======== DOCUMENT EXCERPT ========

Example with API key override:

// Override API key for this specific request
const response = await llm.chat(conversationHistory, {
  apiKey: 'sk-custom-key-here',
  aiService: 'openai',
  model: 'gpt-5-nano'
});

Example with operation metadata:

const llm = new ResilientLLM({
  aiService: 'openai',
  model: 'gpt-5-nano',
});

const { content, metadata } = await llm.chat(conversationHistory);
console.log(content);           // Assistant reply text
console.log(metadata?.requestId);
console.log(metadata?.timing?.totalTimeMs);
console.log(metadata?.usage);    // prompt_tokens, completion_tokens, total_tokens

`abort()`

Cancels all ongoing LLM operations for this instance.

Signature:

abort(): void

Returns: void

Description:

Aborts all active HTTP requests initiated by this ResilientLLM instance
Clears all resilient operation instances
Resets the internal abort controller

Example:

const promise = llm.chat(conversationHistory);
llm.abort(); // Cancels the ongoing request

Note: For API URLs and key checks, import ProviderRegistry: use ProviderRegistry.getChatApiUrl(providerName) and ProviderRegistry.buildApiUrl(providerName, baseUrl, null) for URLs; use ProviderRegistry.hasApiKey(providerName) to check if a key is present (keys are not exposed). See Custom Provider Guide for details.

========

> [THINGS TO DO]:
- a) Write out the ResilientLLM excerpt from the words "const llm = new" through "for this instance.", swapping "conversationHistory" for "messages".
- b) In the ResilientLLM excerpt, which ProviderRegistry method checks whether an API key is present?
- c) List every action that the ResilientLLM excerpt's description of abort() says the method performs.
None of these tasks uses the listing.

======== INFORMATION PROVIDED ========

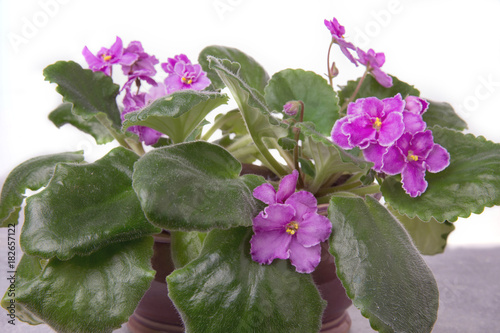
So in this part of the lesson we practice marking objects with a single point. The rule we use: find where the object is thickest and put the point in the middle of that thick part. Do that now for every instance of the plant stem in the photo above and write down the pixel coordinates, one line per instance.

========

> [ANSWERS FOR EACH ITEM]:
- a)
const llm = new ResilientLLM({
  aiService: 'openai',
  model: 'gpt-5-nano',
});

const { content, metadata } = await llm.chat(messages);
console.log(content);           // Assistant reply text
console.log(metadata?.requestId);
console.log(metadata?.timing?.totalTimeMs);
console.log(metadata?.usage);    // prompt_tokens, completion_tokens, total_tokens

`abort()`

Cancels all ongoing LLM operations for this instance.

- b) ProviderRegistry.hasApiKey(providerName)

- c)
- Aborts all active HTTP requests initiated by this ResilientLLM instance
- Clears all resilient operation instances
- Resets the internal abort controller